◆ TASK ITEM
Retrieve each line that contains the word "negative" from the entries below.

◆ DATA EXTRACT
──────
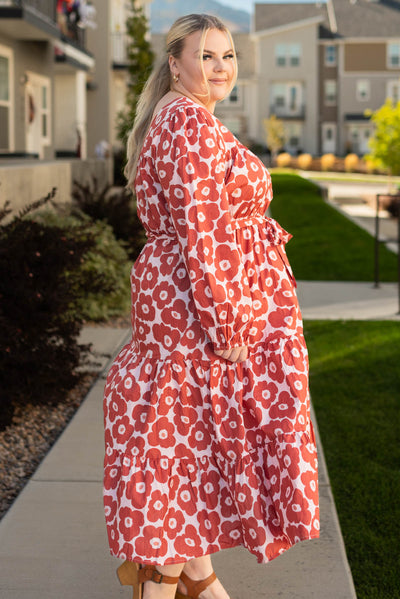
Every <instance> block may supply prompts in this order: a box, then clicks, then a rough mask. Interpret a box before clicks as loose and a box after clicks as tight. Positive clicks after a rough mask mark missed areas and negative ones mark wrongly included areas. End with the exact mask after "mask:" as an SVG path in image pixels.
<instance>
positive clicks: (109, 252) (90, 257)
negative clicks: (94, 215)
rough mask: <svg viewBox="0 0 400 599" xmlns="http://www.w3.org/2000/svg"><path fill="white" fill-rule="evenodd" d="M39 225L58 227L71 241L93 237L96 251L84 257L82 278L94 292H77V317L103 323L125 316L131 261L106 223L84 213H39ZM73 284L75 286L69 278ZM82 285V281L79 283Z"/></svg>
mask: <svg viewBox="0 0 400 599" xmlns="http://www.w3.org/2000/svg"><path fill="white" fill-rule="evenodd" d="M35 219H36V220H38V221H39V222H41V223H43V224H46V225H50V226H58V227H61V228H62V229H63V230H64V234H65V236H66V237H68V238H70V239H76V240H79V239H84V238H85V237H86V236H87V235H89V236H91V237H92V238H93V242H94V243H93V248H92V249H89V250H88V251H87V252H86V254H85V255H84V256H83V257H82V260H81V265H80V270H81V275H82V276H83V277H84V278H85V279H86V281H87V282H90V283H91V290H87V289H86V290H81V289H80V287H79V284H78V286H77V288H76V289H75V293H76V301H75V302H74V305H73V306H72V308H71V309H72V310H73V312H74V314H75V317H76V318H77V319H80V320H93V321H101V320H107V319H109V318H111V317H113V316H119V315H121V314H125V313H126V312H127V311H128V310H129V306H130V281H129V273H130V268H131V264H130V260H129V257H128V255H127V252H126V251H125V248H124V245H123V243H122V242H120V241H118V240H117V239H116V238H115V236H114V233H113V230H112V228H111V227H110V225H108V224H107V223H105V222H101V221H93V220H91V219H90V217H89V216H87V215H85V214H83V213H80V214H79V213H76V214H75V215H70V214H68V213H64V214H60V213H55V212H50V211H46V212H39V213H38V214H37V215H36V216H35ZM67 278H70V282H71V285H76V283H75V280H74V276H71V277H70V275H69V273H68V272H67ZM78 283H79V281H78Z"/></svg>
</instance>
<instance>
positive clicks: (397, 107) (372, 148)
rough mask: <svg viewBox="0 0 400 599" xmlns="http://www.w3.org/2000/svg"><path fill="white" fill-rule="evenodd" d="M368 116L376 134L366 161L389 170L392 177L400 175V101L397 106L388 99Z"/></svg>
mask: <svg viewBox="0 0 400 599" xmlns="http://www.w3.org/2000/svg"><path fill="white" fill-rule="evenodd" d="M366 114H367V115H368V116H370V117H371V121H372V122H373V123H374V124H375V132H374V135H373V137H371V139H370V141H369V147H370V150H371V151H370V153H369V154H367V155H366V156H364V158H365V160H367V161H370V162H371V163H372V164H374V165H375V166H376V167H378V168H387V169H388V170H389V173H390V174H391V175H400V101H399V102H397V103H396V104H395V103H393V102H392V100H391V99H390V98H388V99H387V100H386V102H385V104H384V105H383V106H381V108H379V109H378V110H376V111H375V112H371V111H369V112H367V113H366Z"/></svg>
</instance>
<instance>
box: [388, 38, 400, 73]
mask: <svg viewBox="0 0 400 599" xmlns="http://www.w3.org/2000/svg"><path fill="white" fill-rule="evenodd" d="M394 46H396V47H397V52H396V53H395V54H394V53H392V52H391V48H393V47H394ZM393 56H395V57H397V64H392V57H393ZM386 62H387V65H386V66H387V68H388V69H400V40H392V41H390V42H389V41H388V43H387V46H386Z"/></svg>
──────
◆ RESULT OF THIS TASK
Every <instance> block may supply prompts in this order: a box, then clicks, then a rough mask. Interpret a box before clicks as loose and a box after clicks as tight. Positive clicks after a rough mask mark missed areas and negative ones mark wrongly included areas. End with the exact mask after "mask:" as an SVG path in image pixels.
negative clicks: (94, 215)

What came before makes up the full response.